Uso delle informazioni =>
1. Nel testo sugli strumenti illiquidi, quale comunicazione della Consob interviene sulla regolamentazione per la clientela retail?
2. Trascrivi, per favore, il passo del testo sugli strumenti illiquidi compreso tra "Strumenti illiquidi: la" e "cosa si tratta.", estremi inclusi.
3. Prosegui il testo sugli strumenti illiquidi e la Consob a partire dalla sua ultima frase.

Strumenti illiquidi: la Consob è per trasparenza e correttezza


Fino ad oggi questi strumenti avevano regole meno stringenti soprattutto se paragonati ad altri prodotti d’investimento, come i fondi comuni d’investimento.

A soccorrere a questa indiscutibile anomalia viene in soccorso la Comunicazione Consob n. 9019104 del 2 marzo 2009, per quanto riguarda la regolamentazione per la clientela retail.

L’intervento fatto dalla Consob fa chiarezza in tal senso. Infatti gli intermediari dovranno scomporre il complessivo esborso finanziario del cliente, alla sottoscrizione di uno strumento illiquido, proprio nelle sue diverse variabili. Vediamo meglio di cosa si tratta.

Dati grezzi =>
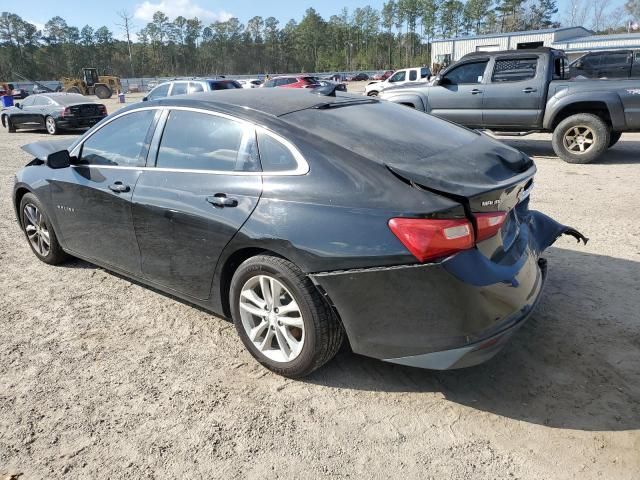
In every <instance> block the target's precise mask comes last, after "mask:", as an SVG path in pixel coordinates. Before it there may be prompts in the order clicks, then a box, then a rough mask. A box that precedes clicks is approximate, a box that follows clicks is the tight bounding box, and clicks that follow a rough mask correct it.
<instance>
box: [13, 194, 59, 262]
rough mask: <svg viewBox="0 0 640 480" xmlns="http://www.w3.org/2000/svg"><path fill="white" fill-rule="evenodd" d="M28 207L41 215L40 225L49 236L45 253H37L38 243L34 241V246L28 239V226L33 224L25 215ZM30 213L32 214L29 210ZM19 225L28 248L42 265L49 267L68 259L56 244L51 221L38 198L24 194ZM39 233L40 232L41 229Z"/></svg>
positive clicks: (40, 251)
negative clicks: (21, 229)
mask: <svg viewBox="0 0 640 480" xmlns="http://www.w3.org/2000/svg"><path fill="white" fill-rule="evenodd" d="M28 207H35V208H36V209H37V210H36V211H37V212H38V213H39V214H40V215H41V222H40V225H41V226H42V227H43V228H44V229H45V230H46V232H47V233H48V236H49V248H48V250H46V252H45V251H38V249H37V243H38V242H37V241H36V242H35V245H34V242H33V241H32V240H31V239H30V238H29V233H32V232H33V230H32V229H30V228H29V226H30V225H33V224H34V222H33V221H32V219H30V218H29V214H27V208H28ZM30 211H31V212H33V210H31V209H30ZM20 225H21V226H22V231H23V232H24V234H25V237H26V238H27V243H29V247H31V251H32V252H33V253H34V254H35V256H36V257H38V259H40V260H42V261H43V262H44V263H48V264H49V265H57V264H59V263H62V262H64V261H65V260H67V259H68V258H69V255H67V254H66V253H65V252H64V250H62V247H61V246H60V244H59V243H58V237H57V236H56V233H55V231H54V230H53V225H52V224H51V220H49V216H48V215H47V213H46V210H45V209H44V207H43V206H42V203H41V202H40V200H38V197H36V196H35V195H34V194H33V193H27V194H25V195H24V196H23V197H22V200H21V201H20ZM27 230H29V232H27ZM40 231H42V229H41V230H40Z"/></svg>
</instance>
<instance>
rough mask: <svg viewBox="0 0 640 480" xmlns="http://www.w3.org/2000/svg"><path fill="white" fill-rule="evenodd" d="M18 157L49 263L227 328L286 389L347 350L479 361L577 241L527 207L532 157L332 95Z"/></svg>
mask: <svg viewBox="0 0 640 480" xmlns="http://www.w3.org/2000/svg"><path fill="white" fill-rule="evenodd" d="M370 118H376V119H377V121H376V123H375V127H372V126H371V122H368V121H366V120H367V119H370ZM24 149H25V150H26V151H27V152H30V153H31V155H32V156H33V157H34V159H33V160H32V161H31V162H30V163H29V164H28V165H27V166H26V167H25V168H23V169H22V170H21V171H20V172H18V174H17V177H16V182H15V188H14V191H13V201H14V205H15V210H16V214H17V216H18V219H19V222H20V225H21V226H22V229H23V230H24V233H25V236H26V239H27V241H28V243H29V245H30V246H31V249H32V250H33V252H34V254H35V255H36V256H37V257H38V258H39V259H40V260H42V261H44V262H46V263H49V264H58V263H60V262H63V261H64V260H65V259H67V258H68V257H69V256H74V257H78V258H82V259H85V260H87V261H89V262H92V263H95V264H97V265H101V266H103V267H104V268H106V269H109V270H112V271H115V272H118V273H120V274H122V275H125V276H128V277H131V278H133V279H135V280H136V281H138V282H141V283H143V284H147V285H150V286H152V287H154V288H156V289H159V290H162V291H165V292H168V293H170V294H171V295H173V296H176V297H180V298H183V299H185V300H188V301H189V302H191V303H195V304H198V305H200V306H202V307H204V308H206V309H209V310H210V311H212V312H216V313H218V314H221V315H223V316H225V317H230V318H233V321H234V323H235V326H236V328H237V331H238V334H239V336H240V338H241V339H242V341H243V342H244V345H245V346H246V348H247V349H248V350H249V352H251V354H252V355H253V356H254V357H255V358H256V359H257V360H258V361H259V362H260V363H262V364H263V365H265V366H266V367H268V368H269V369H271V370H273V371H275V372H277V373H280V374H282V375H286V376H291V377H298V376H302V375H306V374H308V373H310V372H311V371H313V370H315V369H316V368H318V367H320V366H321V365H323V364H324V363H325V362H327V361H329V360H330V359H331V358H332V357H333V356H334V355H335V353H336V352H337V351H338V349H339V348H340V345H341V343H342V342H343V338H344V337H345V336H346V338H347V340H348V341H349V343H350V345H351V348H352V349H353V351H354V352H356V353H360V354H363V355H368V356H371V357H375V358H379V359H382V360H386V361H390V362H395V363H399V364H404V365H412V366H419V367H426V368H433V369H448V368H458V367H465V366H470V365H474V364H477V363H480V362H482V361H484V360H487V359H488V358H490V357H492V356H493V355H494V354H495V353H496V352H498V351H499V350H500V348H501V347H502V346H503V345H504V343H505V341H506V340H507V339H508V338H509V337H510V336H511V335H512V334H513V333H514V331H515V330H516V329H517V328H518V327H519V326H520V325H522V323H523V322H524V320H525V319H526V318H527V317H528V316H529V314H530V313H531V311H532V310H533V308H534V306H535V305H536V303H537V302H538V299H539V298H540V295H541V292H542V286H543V284H544V281H545V277H546V263H545V262H544V260H543V259H541V258H540V256H541V254H542V252H543V250H544V249H546V248H547V247H548V246H550V245H551V244H552V243H553V242H554V241H555V240H556V238H557V237H558V236H560V235H561V234H563V233H567V234H570V235H573V236H575V237H576V238H579V239H582V240H586V239H584V237H582V235H581V234H580V233H578V232H577V231H575V230H573V229H571V228H569V227H566V226H563V225H560V224H559V223H557V222H555V221H554V220H552V219H551V218H549V217H547V216H545V215H543V214H542V213H539V212H536V211H532V210H529V193H530V192H531V189H532V186H533V177H534V174H535V171H536V168H535V166H534V164H533V162H532V161H531V159H529V158H528V157H527V156H525V155H524V154H522V153H521V152H519V151H517V150H514V149H512V148H510V147H508V146H505V145H503V144H501V143H498V142H497V141H494V140H492V139H491V138H490V137H488V136H486V135H484V134H481V133H478V132H475V131H471V130H467V129H464V128H461V127H457V126H455V125H453V124H451V123H448V122H445V121H442V120H439V119H437V118H434V117H431V116H429V115H427V114H424V113H420V112H417V111H415V110H413V109H409V108H406V107H403V106H398V105H394V104H391V103H388V102H383V101H379V100H376V99H370V98H362V97H361V96H354V95H350V94H345V93H341V92H335V90H333V89H328V90H327V89H318V90H315V91H309V90H297V91H296V90H290V89H237V90H228V91H222V92H216V93H214V94H211V93H202V94H196V95H190V96H182V97H170V98H167V99H163V100H159V101H151V102H145V103H140V104H136V105H132V106H130V107H128V108H125V109H123V110H120V111H118V112H116V113H114V114H112V115H111V116H110V117H109V118H107V120H105V121H104V122H102V123H101V124H100V125H98V126H96V127H95V128H93V129H92V130H90V131H89V132H87V133H86V134H85V135H83V136H82V137H80V138H78V139H76V140H73V141H71V140H68V141H66V144H63V143H59V142H40V143H36V144H31V145H27V146H25V147H24Z"/></svg>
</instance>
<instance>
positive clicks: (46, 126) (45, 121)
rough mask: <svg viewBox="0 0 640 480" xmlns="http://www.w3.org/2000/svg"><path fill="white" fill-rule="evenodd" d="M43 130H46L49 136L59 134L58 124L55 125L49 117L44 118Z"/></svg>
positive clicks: (53, 120)
mask: <svg viewBox="0 0 640 480" xmlns="http://www.w3.org/2000/svg"><path fill="white" fill-rule="evenodd" d="M44 128H45V129H46V130H47V133H48V134H49V135H57V134H58V133H60V129H59V128H58V124H57V123H56V119H55V118H53V117H52V116H50V115H47V116H46V117H44Z"/></svg>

Risultati delle attività =>
1. La Comunicazione Consob n. 9019104 del 2 marzo 2009.

2.
Strumenti illiquidi: la Consob è per trasparenza e correttezza


Fino ad oggi questi strumenti avevano regole meno stringenti soprattutto se paragonati ad altri prodotti d’investimento, come i fondi comuni d’investimento.

A soccorrere a questa indiscutibile anomalia viene in soccorso la Comunicazione Consob n. 9019104 del 2 marzo 2009, per quanto riguarda la regolamentazione per la clientela retail.

L’intervento fatto dalla Consob fa chiarezza in tal senso. Infatti gli intermediari dovranno scomporre il complessivo esborso finanziario del cliente, alla sottoscrizione di uno strumento illiquido, proprio nelle sue diverse variabili. Vediamo meglio di cosa si tratta.

3.
Secondo la Comunicazione Consob, la novità essenziale consiste nel fatto che l’intermediario dovrà porre in essere tutte quelle misure che servono a trasferire chiaramente al cliente:

  • le modalità di liquidazioni dello strumento e le eventuali difficoltà

  • gli effetti che si possono generare dalla liquidazione, dal punto di vista dei costi e dei tempi.

Quindi, in linea con quanto detto, l’intermediario dovrà porsi il problema di indicare al cliente, nel momento in cui propone al cliente uno di questi prodotti illiquidi, anche una serie di prodotti cosiddetti succedanei, per quanto riguarda i costi di sottoscrizione.